◆ 文档节选:
......

Leetcode-200 Number of Islands

Number of Islands

Given a 2d grid map of '1's (land) and '0's (water), count the number of islands. An island is surrounded by water and is formed by connecting adjacent lands horizontally or vertically. You may assume all four edges of the grid are all surrounded by water.

Example 1

Input:
11110
11010
11000
00000

Output: 1

Example 2

Input:
11000
11000
00100
00011

Output: 3

解题思路

深搜或广搜。如果某个点被访问到，将其状态变为 2，即 grid[i][j]='2'。深搜，相当于单点搜索，其邻节点不一定会在当前层次被展开，因此不用将邻节点的访问状态立即改变。广搜，相当于多点搜索，其邻节点一定会在当前层次被展开，因此需要将邻节点的访问状态立即改变，防止后续节点被重复加入。

复杂度分析

• 时间复杂度：$O(mn)$，每个点被访问一次。
• 空间复杂度：$O(mn)$，深搜的递归调用栈，广搜的队列。

......

◆ 待办任务:
A - 把岛屿数量题解里以含有“Leetcode-200 Number of”的文字开头、到“surrounded by water.”结束的那一段照原样复制下来。
B - 找出下面清单中所有含有“overcast”这个词的行，并把这些行一行不差地抄出来。
下面的清单跟上面的岛屿数量题解毫无关系。

......

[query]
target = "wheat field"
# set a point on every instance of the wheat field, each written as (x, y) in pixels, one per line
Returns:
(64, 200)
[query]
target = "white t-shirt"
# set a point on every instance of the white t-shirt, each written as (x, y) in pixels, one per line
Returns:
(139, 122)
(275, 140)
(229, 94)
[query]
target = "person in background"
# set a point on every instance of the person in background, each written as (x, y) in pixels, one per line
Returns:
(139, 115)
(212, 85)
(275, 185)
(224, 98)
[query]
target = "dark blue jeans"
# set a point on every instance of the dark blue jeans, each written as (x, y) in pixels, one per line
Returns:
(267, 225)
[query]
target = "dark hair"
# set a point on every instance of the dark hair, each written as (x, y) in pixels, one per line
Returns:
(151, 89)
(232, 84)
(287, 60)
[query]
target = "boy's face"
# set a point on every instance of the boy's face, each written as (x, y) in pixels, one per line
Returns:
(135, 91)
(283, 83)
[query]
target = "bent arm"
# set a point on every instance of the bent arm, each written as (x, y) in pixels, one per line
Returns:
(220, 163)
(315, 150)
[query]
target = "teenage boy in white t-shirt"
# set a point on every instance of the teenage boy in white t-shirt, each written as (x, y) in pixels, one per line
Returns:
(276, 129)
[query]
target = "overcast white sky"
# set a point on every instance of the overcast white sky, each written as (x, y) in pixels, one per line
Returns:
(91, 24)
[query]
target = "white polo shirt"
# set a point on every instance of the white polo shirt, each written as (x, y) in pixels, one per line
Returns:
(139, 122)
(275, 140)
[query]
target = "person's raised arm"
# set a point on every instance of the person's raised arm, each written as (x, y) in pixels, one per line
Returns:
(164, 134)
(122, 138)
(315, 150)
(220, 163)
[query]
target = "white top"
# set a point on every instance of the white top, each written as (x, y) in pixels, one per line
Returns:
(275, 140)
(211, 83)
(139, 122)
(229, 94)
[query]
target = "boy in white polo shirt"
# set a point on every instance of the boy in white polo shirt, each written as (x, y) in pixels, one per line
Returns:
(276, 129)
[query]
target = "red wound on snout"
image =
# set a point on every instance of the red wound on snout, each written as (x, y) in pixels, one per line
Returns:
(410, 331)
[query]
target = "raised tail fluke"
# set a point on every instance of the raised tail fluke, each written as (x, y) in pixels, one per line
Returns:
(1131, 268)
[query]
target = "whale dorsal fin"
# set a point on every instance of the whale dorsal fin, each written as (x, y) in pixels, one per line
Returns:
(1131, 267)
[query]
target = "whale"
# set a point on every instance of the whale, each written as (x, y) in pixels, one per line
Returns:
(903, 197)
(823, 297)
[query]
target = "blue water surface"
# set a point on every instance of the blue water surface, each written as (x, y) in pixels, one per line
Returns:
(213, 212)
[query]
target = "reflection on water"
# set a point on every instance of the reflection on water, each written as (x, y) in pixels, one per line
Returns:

......

◆ 已给答案:
A -
Leetcode-200 Number of Islands

Number of Islands

Given a 2d grid map of '1's (land) and '0's (water), count the number of islands. An island is surrounded by water and is formed by connecting adjacent lands horizontally or vertically. You may assume all four edges of the grid are all surrounded by water.

B -
target = "overcast white sky"
# set a point on every instance of the overcast white sky, each written as (x, y) in pixels, one per line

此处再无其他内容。